§ What you should do:
Beneath this line is the data. Output exactly the lines from the line with "box: [22, 316, 460, 496]" to the line with "316L0 358V471L304 393L310", both ends included, and nothing more.

Top of Data for analysis

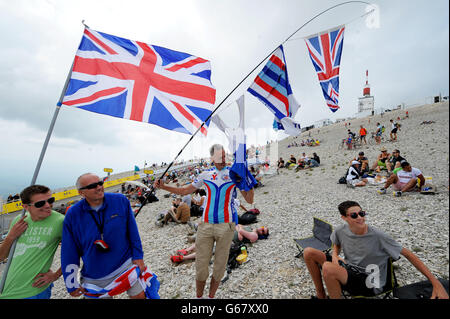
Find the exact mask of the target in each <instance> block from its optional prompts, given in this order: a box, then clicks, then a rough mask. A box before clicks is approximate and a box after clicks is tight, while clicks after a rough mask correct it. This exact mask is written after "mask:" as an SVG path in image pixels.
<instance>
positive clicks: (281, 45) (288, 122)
mask: <svg viewBox="0 0 450 319" xmlns="http://www.w3.org/2000/svg"><path fill="white" fill-rule="evenodd" d="M247 91H248V92H250V93H251V94H252V95H254V96H256V97H257V98H258V99H259V100H260V101H261V102H263V103H264V104H265V105H266V106H267V108H268V109H269V110H270V111H271V112H272V113H273V114H274V115H275V121H276V122H277V128H278V129H284V130H286V133H288V134H289V135H298V134H299V133H301V130H300V124H298V123H294V122H293V120H292V119H293V118H294V117H295V114H297V111H298V109H299V107H300V105H299V104H298V102H297V101H296V99H295V97H294V94H293V93H292V89H291V85H290V84H289V78H288V73H287V67H286V59H285V56H284V51H283V46H282V45H280V47H279V48H278V49H277V50H276V51H275V53H274V54H273V55H272V56H271V57H270V59H269V61H268V62H267V64H266V65H265V66H264V68H263V69H262V71H261V72H260V73H259V74H258V75H257V76H256V78H255V80H254V82H253V83H252V85H251V86H250V87H249V88H248V89H247ZM284 118H289V119H291V120H290V121H285V122H286V124H285V123H283V121H282V120H283V119H284ZM294 124H295V125H294ZM274 126H275V123H274ZM297 128H298V129H297Z"/></svg>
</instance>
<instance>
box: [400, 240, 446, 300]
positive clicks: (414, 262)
mask: <svg viewBox="0 0 450 319" xmlns="http://www.w3.org/2000/svg"><path fill="white" fill-rule="evenodd" d="M400 253H401V254H402V255H403V256H405V258H406V259H408V260H409V262H410V263H411V264H412V265H413V266H414V267H416V269H417V270H419V271H420V272H421V273H422V274H423V275H424V276H425V277H427V279H428V280H429V281H430V282H431V284H432V285H433V294H432V295H431V299H435V298H439V299H448V294H447V292H446V291H445V288H444V287H443V286H442V284H441V283H440V281H439V280H437V278H436V277H435V276H434V275H433V274H432V273H431V271H430V270H429V269H428V267H427V266H425V264H424V263H423V262H422V261H421V260H420V259H419V257H417V256H416V255H415V254H414V253H412V252H411V251H410V250H408V249H406V248H403V249H402V251H401V252H400Z"/></svg>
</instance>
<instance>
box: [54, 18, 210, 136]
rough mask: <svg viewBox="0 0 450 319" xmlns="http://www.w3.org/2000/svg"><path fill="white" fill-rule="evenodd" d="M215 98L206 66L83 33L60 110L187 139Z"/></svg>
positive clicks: (103, 38) (124, 39)
mask: <svg viewBox="0 0 450 319" xmlns="http://www.w3.org/2000/svg"><path fill="white" fill-rule="evenodd" d="M215 96H216V90H215V88H214V86H213V85H212V83H211V65H210V62H209V61H207V60H205V59H202V58H199V57H196V56H193V55H190V54H187V53H183V52H178V51H173V50H169V49H166V48H163V47H159V46H156V45H148V44H145V43H142V42H138V41H132V40H128V39H124V38H120V37H117V36H113V35H109V34H106V33H103V32H98V31H94V30H91V29H89V28H87V27H86V28H85V30H84V34H83V37H82V40H81V43H80V46H79V48H78V51H77V53H76V56H75V60H74V64H73V68H72V73H71V77H70V82H69V84H68V87H67V90H66V92H65V95H64V98H63V101H62V104H64V105H67V106H73V107H77V108H80V109H84V110H87V111H91V112H96V113H101V114H107V115H110V116H114V117H119V118H124V119H129V120H134V121H141V122H147V123H150V124H155V125H158V126H160V127H163V128H166V129H168V130H174V131H177V132H182V133H187V134H193V133H194V132H195V131H196V130H197V129H198V128H199V127H200V126H201V124H202V123H203V122H204V121H205V120H206V119H207V118H208V116H209V115H210V114H211V112H212V108H213V105H214V103H215ZM208 125H209V120H208V122H207V123H205V125H204V126H203V127H202V128H201V130H200V131H201V133H202V134H204V135H205V136H206V134H207V127H208Z"/></svg>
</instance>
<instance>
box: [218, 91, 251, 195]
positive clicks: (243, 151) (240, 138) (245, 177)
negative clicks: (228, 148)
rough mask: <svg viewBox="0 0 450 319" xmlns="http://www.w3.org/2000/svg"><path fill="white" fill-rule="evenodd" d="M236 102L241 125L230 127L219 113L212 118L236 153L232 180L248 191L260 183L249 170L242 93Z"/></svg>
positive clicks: (243, 106)
mask: <svg viewBox="0 0 450 319" xmlns="http://www.w3.org/2000/svg"><path fill="white" fill-rule="evenodd" d="M236 102H237V104H238V108H239V127H237V128H230V127H228V126H227V125H226V124H225V123H224V122H223V121H222V119H221V118H220V117H219V115H215V116H214V117H212V119H211V120H212V121H213V123H214V124H216V125H217V127H218V128H219V129H220V130H221V131H222V132H224V133H225V135H226V136H227V138H228V142H229V146H228V148H229V150H230V151H231V152H232V153H233V155H234V163H233V165H232V166H231V169H230V178H231V180H232V181H233V182H234V183H235V184H236V186H237V187H238V188H239V189H240V190H245V191H248V190H250V189H252V188H253V187H254V186H255V185H256V184H258V182H257V181H256V180H255V178H254V177H253V175H252V174H251V173H250V171H249V170H248V163H247V142H246V136H245V119H244V113H245V107H244V95H242V96H241V97H240V98H239V99H238V100H237V101H236Z"/></svg>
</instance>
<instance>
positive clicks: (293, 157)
mask: <svg viewBox="0 0 450 319" xmlns="http://www.w3.org/2000/svg"><path fill="white" fill-rule="evenodd" d="M295 163H297V160H296V159H295V157H294V155H291V158H289V162H287V163H286V166H287V167H289V165H291V164H295Z"/></svg>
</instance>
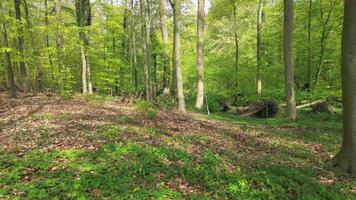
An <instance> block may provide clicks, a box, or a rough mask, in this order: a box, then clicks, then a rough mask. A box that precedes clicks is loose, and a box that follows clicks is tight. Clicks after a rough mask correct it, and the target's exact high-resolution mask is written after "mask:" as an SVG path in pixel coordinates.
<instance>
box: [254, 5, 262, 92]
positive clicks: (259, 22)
mask: <svg viewBox="0 0 356 200" xmlns="http://www.w3.org/2000/svg"><path fill="white" fill-rule="evenodd" d="M262 16H263V0H259V3H258V11H257V73H256V85H257V94H258V95H261V92H262V80H261V79H262V78H261V76H262V72H261V71H262Z"/></svg>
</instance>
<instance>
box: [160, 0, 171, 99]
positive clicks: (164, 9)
mask: <svg viewBox="0 0 356 200" xmlns="http://www.w3.org/2000/svg"><path fill="white" fill-rule="evenodd" d="M165 9H166V1H165V0H160V4H159V11H160V12H159V14H160V26H161V34H162V41H163V51H164V64H163V65H164V66H163V86H162V89H163V93H165V94H168V93H169V66H170V56H169V51H168V47H167V46H168V29H167V19H166V12H165Z"/></svg>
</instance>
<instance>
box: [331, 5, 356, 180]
mask: <svg viewBox="0 0 356 200" xmlns="http://www.w3.org/2000/svg"><path fill="white" fill-rule="evenodd" d="M344 7H345V11H344V12H345V14H344V28H343V35H342V47H341V55H342V58H341V76H342V99H343V110H344V115H343V126H344V128H343V141H342V146H341V149H340V151H339V152H338V154H337V155H336V156H335V157H334V160H333V161H334V162H333V164H334V165H335V167H337V168H338V169H341V170H342V171H345V172H348V173H351V174H352V175H353V176H355V175H356V92H355V86H356V38H355V35H356V12H355V10H356V1H354V0H345V1H344Z"/></svg>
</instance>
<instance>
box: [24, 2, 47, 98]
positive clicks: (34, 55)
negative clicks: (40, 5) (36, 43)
mask: <svg viewBox="0 0 356 200" xmlns="http://www.w3.org/2000/svg"><path fill="white" fill-rule="evenodd" d="M23 3H24V11H25V19H26V22H27V28H28V30H29V32H30V42H31V46H32V55H33V56H34V57H35V68H36V73H35V87H34V92H35V94H37V93H38V92H39V91H41V90H42V69H41V63H40V59H38V56H39V52H38V50H36V49H37V48H36V47H35V41H34V38H33V31H32V24H31V21H30V16H29V11H28V5H27V0H23ZM45 3H47V2H45ZM45 6H46V5H45ZM45 15H46V14H45Z"/></svg>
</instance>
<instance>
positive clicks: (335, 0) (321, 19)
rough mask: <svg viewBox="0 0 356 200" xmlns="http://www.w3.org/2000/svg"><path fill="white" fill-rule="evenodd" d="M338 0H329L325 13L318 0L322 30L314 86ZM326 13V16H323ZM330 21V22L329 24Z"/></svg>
mask: <svg viewBox="0 0 356 200" xmlns="http://www.w3.org/2000/svg"><path fill="white" fill-rule="evenodd" d="M337 2H338V0H329V4H330V8H329V10H328V11H327V13H325V12H324V9H323V4H322V1H320V18H321V24H322V32H321V36H320V49H319V61H318V70H317V73H316V76H315V81H314V88H316V86H317V85H318V82H319V79H320V75H321V71H322V69H323V66H324V56H325V55H324V54H325V48H326V41H327V39H328V37H329V35H330V32H331V29H332V27H333V22H332V21H331V19H332V18H331V14H332V12H333V10H334V8H335V6H336V3H337ZM325 14H326V17H325ZM330 23H331V24H330ZM328 26H329V27H328Z"/></svg>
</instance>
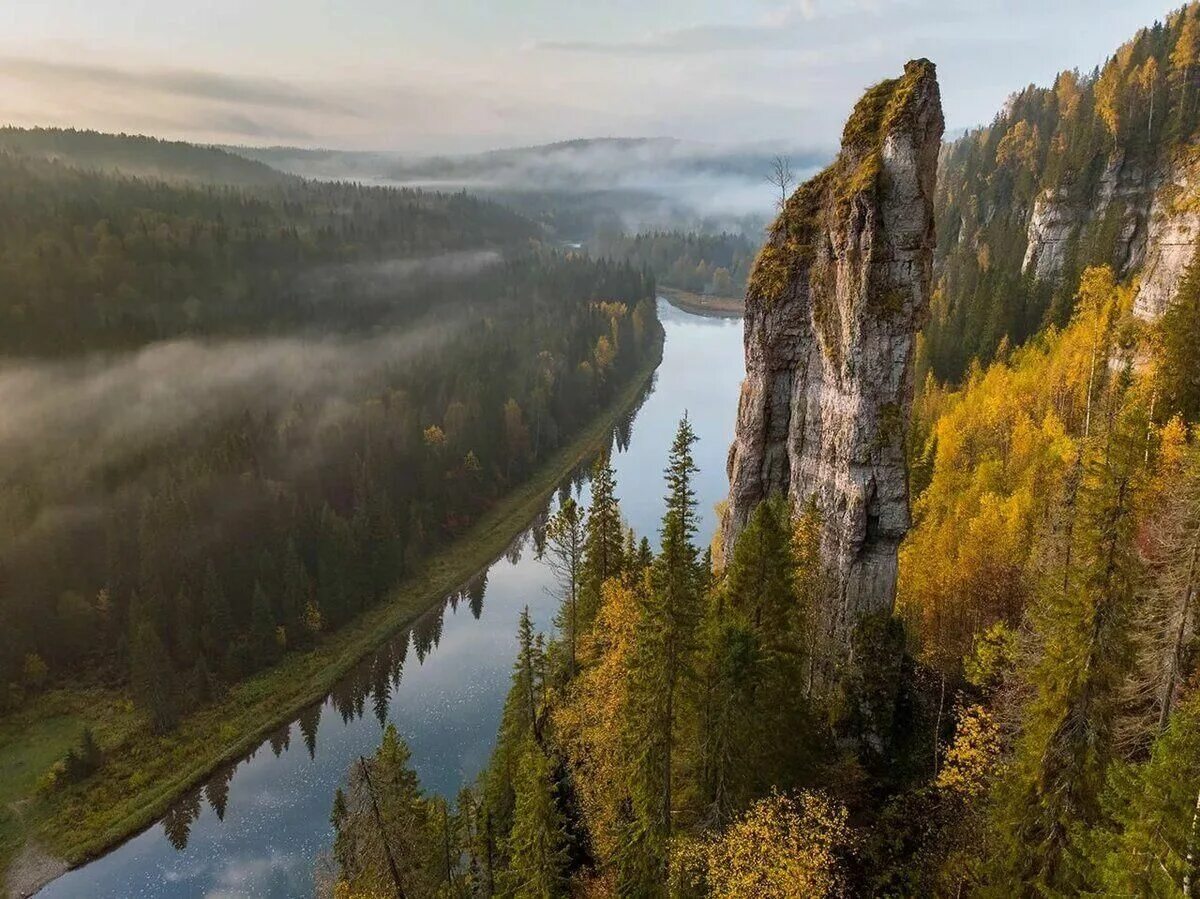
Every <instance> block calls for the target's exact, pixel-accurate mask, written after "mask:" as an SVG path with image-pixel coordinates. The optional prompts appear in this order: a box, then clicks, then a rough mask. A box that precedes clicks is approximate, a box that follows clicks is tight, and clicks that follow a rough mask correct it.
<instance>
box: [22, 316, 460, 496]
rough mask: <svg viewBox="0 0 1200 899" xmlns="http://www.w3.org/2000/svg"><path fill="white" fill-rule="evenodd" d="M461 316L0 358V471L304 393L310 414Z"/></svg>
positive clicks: (126, 442) (73, 472)
mask: <svg viewBox="0 0 1200 899" xmlns="http://www.w3.org/2000/svg"><path fill="white" fill-rule="evenodd" d="M458 326H461V319H460V320H457V322H455V320H449V322H438V323H432V324H431V323H426V324H422V325H419V326H415V328H410V329H404V330H396V331H391V332H388V334H384V335H380V336H373V337H367V338H343V337H326V338H294V337H270V338H262V340H228V341H196V340H180V341H167V342H161V343H151V344H149V346H146V347H144V348H143V349H139V350H137V352H133V353H126V354H120V355H113V356H92V358H89V359H84V360H71V361H54V362H43V361H29V362H19V361H18V362H12V361H10V362H5V364H4V365H0V407H2V408H4V409H5V414H4V418H2V419H0V472H6V473H11V472H12V471H13V469H14V468H24V467H26V466H28V467H36V468H46V467H47V466H48V465H50V463H54V462H62V463H66V462H68V463H70V473H71V475H72V477H73V478H77V479H83V478H85V477H86V475H89V474H90V473H92V472H94V471H95V469H96V468H97V467H100V466H102V465H103V466H106V467H116V466H120V465H121V463H122V462H125V461H126V460H130V459H134V457H137V456H139V455H142V454H143V453H145V451H146V450H148V449H151V448H154V446H155V445H160V444H163V443H168V442H170V440H173V439H176V438H179V437H182V436H185V434H190V433H194V432H197V430H198V428H203V427H204V426H205V425H211V424H214V422H216V421H220V420H222V419H227V418H228V416H230V415H234V414H242V413H250V414H252V415H263V414H274V413H281V412H283V410H284V409H286V408H287V407H289V406H292V404H294V403H298V402H302V403H305V406H306V408H307V409H308V410H310V412H311V410H312V409H322V414H320V415H318V416H317V419H318V420H320V419H322V418H325V419H328V418H329V416H330V415H336V413H337V407H338V406H340V404H341V403H344V402H347V401H348V400H349V398H350V397H352V395H353V394H355V392H356V391H359V390H361V388H362V385H364V383H366V382H367V380H370V378H371V377H372V376H376V374H378V373H382V372H384V371H385V370H386V368H388V367H390V366H395V365H400V364H402V362H404V361H408V360H410V359H413V358H415V356H416V355H418V354H419V353H421V352H424V350H430V349H436V348H437V347H438V346H439V344H440V343H443V342H444V341H445V340H446V338H448V337H449V336H451V335H452V334H454V332H455V331H456V330H457V329H458Z"/></svg>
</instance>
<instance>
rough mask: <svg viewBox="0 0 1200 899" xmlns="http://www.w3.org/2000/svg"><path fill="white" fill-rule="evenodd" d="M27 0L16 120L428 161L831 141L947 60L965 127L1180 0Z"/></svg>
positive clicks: (1001, 107) (1116, 43)
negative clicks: (432, 0)
mask: <svg viewBox="0 0 1200 899" xmlns="http://www.w3.org/2000/svg"><path fill="white" fill-rule="evenodd" d="M17 6H18V7H23V8H14V10H10V11H8V14H7V16H6V17H5V18H4V19H2V22H4V25H5V28H4V29H2V31H0V34H4V37H0V86H2V91H0V122H4V124H7V125H13V126H18V127H76V128H78V130H92V131H101V132H104V133H130V134H145V136H151V137H158V138H163V139H170V140H184V142H187V143H198V144H215V145H238V146H246V148H253V149H270V148H288V149H302V150H331V151H342V152H347V151H356V152H379V154H384V152H395V154H402V155H419V156H428V155H469V154H473V152H482V151H488V150H503V149H512V150H516V149H528V148H532V146H544V145H546V144H553V143H564V142H570V140H577V139H588V140H598V139H622V138H634V139H643V140H644V139H656V138H666V139H678V140H683V142H685V143H707V144H712V145H714V146H718V148H724V149H728V148H731V146H745V145H754V144H757V145H762V146H772V148H780V149H782V148H787V149H804V150H814V151H817V150H818V151H824V152H828V151H832V149H834V148H835V146H836V142H838V134H839V133H840V127H841V124H842V121H844V119H845V113H846V110H847V109H848V108H850V106H851V103H852V102H853V98H854V97H856V96H857V95H858V94H859V92H860V91H862V89H863V88H865V86H866V85H869V84H872V83H875V82H877V80H881V79H882V78H886V77H890V76H894V74H896V73H898V72H899V71H900V68H901V67H902V65H904V62H905V61H906V60H908V59H912V58H918V56H926V58H929V59H931V60H932V61H934V62H935V64H936V65H937V66H938V72H940V78H941V82H942V90H943V100H944V104H946V109H947V125H948V132H949V133H959V132H962V131H967V130H971V128H973V127H978V126H982V125H985V124H986V122H989V121H990V120H991V119H992V118H994V116H995V115H996V114H997V113H998V112H1000V109H1001V108H1002V106H1003V103H1004V101H1006V98H1007V97H1008V96H1010V95H1012V94H1013V92H1014V91H1016V90H1020V89H1021V88H1024V86H1026V85H1027V84H1048V83H1049V82H1050V80H1051V79H1052V78H1054V76H1055V74H1056V73H1057V72H1058V71H1062V70H1064V68H1078V70H1079V71H1081V72H1090V71H1091V70H1092V68H1093V67H1094V66H1097V65H1100V64H1103V61H1104V60H1105V59H1106V58H1108V56H1109V55H1110V54H1111V53H1112V52H1114V49H1115V48H1116V47H1117V46H1120V43H1121V42H1123V41H1124V40H1128V37H1129V36H1130V35H1133V34H1134V32H1136V30H1138V29H1139V28H1144V26H1148V25H1150V24H1152V23H1153V22H1156V20H1163V19H1164V18H1165V17H1166V16H1168V14H1169V13H1170V12H1171V11H1174V10H1175V8H1176V7H1177V6H1178V4H1162V2H1158V1H1156V0H1138V2H1118V1H1117V0H1102V2H1099V4H1087V2H1082V0H1070V1H1069V2H1064V4H1060V5H1056V6H1055V7H1054V8H1050V10H1048V8H1044V7H1043V6H1042V5H1037V4H1033V2H1032V0H1021V1H1020V2H1019V4H1016V7H1019V8H1014V5H1013V4H1001V2H998V1H992V0H989V1H988V2H982V4H976V5H973V8H971V10H961V8H955V7H953V6H952V5H950V4H947V2H943V1H941V0H853V2H846V4H836V5H834V4H832V2H820V1H818V0H739V2H737V4H733V5H721V4H716V2H713V1H709V0H706V1H704V2H700V4H685V2H683V0H670V1H668V2H665V4H660V5H655V7H654V8H649V10H648V8H642V7H638V6H635V5H632V4H630V2H628V1H626V0H612V1H611V2H610V4H608V5H607V10H606V12H607V13H608V14H606V16H605V14H594V13H583V12H580V11H576V10H569V8H559V7H557V6H551V5H550V4H548V2H546V0H522V2H520V4H512V5H510V8H505V10H503V11H497V10H491V8H488V7H486V6H482V5H480V4H476V2H468V1H467V0H458V1H457V2H454V4H448V5H446V6H445V7H443V8H439V10H424V8H422V10H420V14H416V12H418V11H416V7H415V6H413V7H412V8H409V5H400V6H398V7H397V8H395V10H391V8H388V10H385V8H383V7H382V6H380V5H379V4H378V2H376V0H354V2H353V4H349V5H343V7H342V8H341V10H340V11H338V14H337V16H330V13H329V11H328V10H324V8H323V7H322V5H320V4H319V2H317V1H316V0H306V1H305V2H301V4H282V2H275V1H272V2H268V4H259V5H256V7H254V8H248V10H247V8H245V7H244V5H239V4H236V2H233V0H218V1H217V2H215V4H210V5H209V6H208V7H205V8H204V10H198V8H192V7H185V6H181V5H180V6H175V5H168V6H167V7H163V5H162V4H160V2H151V1H150V0H134V2H122V4H119V2H116V0H98V1H97V2H92V4H82V2H78V0H52V2H46V4H38V5H32V4H18V5H17ZM1022 10H1024V11H1025V12H1026V13H1028V14H1022ZM1051 48H1052V49H1054V52H1052V53H1051V52H1050V50H1051ZM583 134H587V136H590V137H587V138H581V136H583ZM731 134H732V136H736V137H732V138H731V137H730V136H731ZM748 136H749V137H748Z"/></svg>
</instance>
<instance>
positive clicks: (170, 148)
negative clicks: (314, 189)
mask: <svg viewBox="0 0 1200 899" xmlns="http://www.w3.org/2000/svg"><path fill="white" fill-rule="evenodd" d="M4 151H7V152H11V154H16V155H19V156H28V157H34V158H42V160H56V161H59V162H62V163H66V164H68V166H72V167H76V168H82V169H88V170H94V172H103V173H108V174H122V175H130V176H136V178H155V179H158V180H163V181H185V182H193V184H224V185H235V186H252V185H277V184H283V182H284V181H288V180H290V178H289V175H287V174H284V173H283V172H280V170H277V169H274V168H271V167H270V166H266V164H264V163H262V162H258V161H254V160H250V158H246V157H245V156H240V155H236V154H232V152H228V151H226V150H222V149H220V148H215V146H203V145H199V144H188V143H184V142H181V140H160V139H158V138H154V137H144V136H142V134H107V133H102V132H98V131H76V130H74V128H16V127H2V128H0V152H4Z"/></svg>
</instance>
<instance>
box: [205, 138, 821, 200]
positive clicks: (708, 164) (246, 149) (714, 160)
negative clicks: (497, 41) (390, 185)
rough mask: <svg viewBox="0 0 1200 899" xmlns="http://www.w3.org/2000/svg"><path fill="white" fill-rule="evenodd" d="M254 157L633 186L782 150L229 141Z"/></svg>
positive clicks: (706, 169) (514, 180)
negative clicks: (427, 149)
mask: <svg viewBox="0 0 1200 899" xmlns="http://www.w3.org/2000/svg"><path fill="white" fill-rule="evenodd" d="M226 149H228V150H229V151H230V152H235V154H240V155H242V156H245V157H246V158H250V160H257V161H259V162H264V163H266V164H268V166H272V167H275V168H278V169H282V170H284V172H292V173H293V174H299V175H307V176H316V178H353V179H362V180H376V179H382V180H390V181H426V180H427V181H450V182H461V184H463V185H469V184H479V185H486V186H490V187H497V188H502V187H503V188H517V187H530V188H538V190H553V188H559V190H575V191H589V190H596V188H613V187H630V186H638V185H643V184H647V182H649V181H650V180H653V179H664V178H665V179H666V180H678V179H680V178H684V176H689V178H696V176H718V178H740V179H748V180H756V181H758V180H762V179H763V176H764V175H766V174H767V172H768V170H769V169H770V161H772V158H773V156H774V155H775V152H776V150H767V149H761V148H750V149H746V148H732V149H731V148H722V146H714V145H707V144H698V143H690V142H684V140H677V139H676V138H582V139H576V140H562V142H558V143H552V144H535V145H532V146H515V148H505V149H500V150H487V151H485V152H476V154H463V155H438V156H408V155H402V154H395V152H358V151H343V150H301V149H296V148H289V146H270V148H247V146H228V148H226ZM824 162H826V154H823V152H812V151H800V152H798V154H793V155H792V164H793V167H794V168H797V169H806V168H815V167H817V166H820V164H823V163H824Z"/></svg>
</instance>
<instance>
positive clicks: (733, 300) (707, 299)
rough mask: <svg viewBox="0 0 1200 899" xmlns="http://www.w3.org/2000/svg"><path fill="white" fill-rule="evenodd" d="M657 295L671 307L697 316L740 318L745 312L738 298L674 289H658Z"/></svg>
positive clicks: (739, 299) (738, 296) (743, 307)
mask: <svg viewBox="0 0 1200 899" xmlns="http://www.w3.org/2000/svg"><path fill="white" fill-rule="evenodd" d="M659 293H660V294H662V295H664V296H666V298H667V301H668V302H670V304H671V305H672V306H678V307H679V308H682V310H685V311H688V312H695V313H696V314H698V316H720V317H726V318H733V317H740V316H742V313H743V312H745V302H744V301H743V299H742V298H740V296H715V295H712V294H698V293H692V292H691V290H682V289H679V288H676V287H661V286H660V287H659Z"/></svg>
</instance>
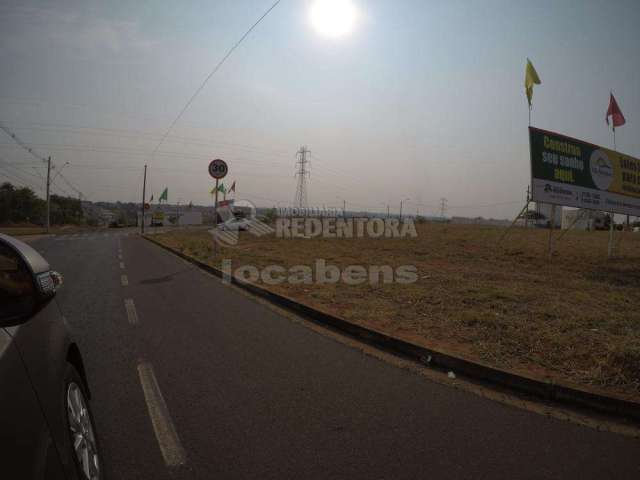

Bottom of Data for analysis

§ Task solution:
box: [22, 316, 460, 496]
rough mask: <svg viewBox="0 0 1200 899" xmlns="http://www.w3.org/2000/svg"><path fill="white" fill-rule="evenodd" d="M461 316L0 358V471L304 393L310 414Z"/></svg>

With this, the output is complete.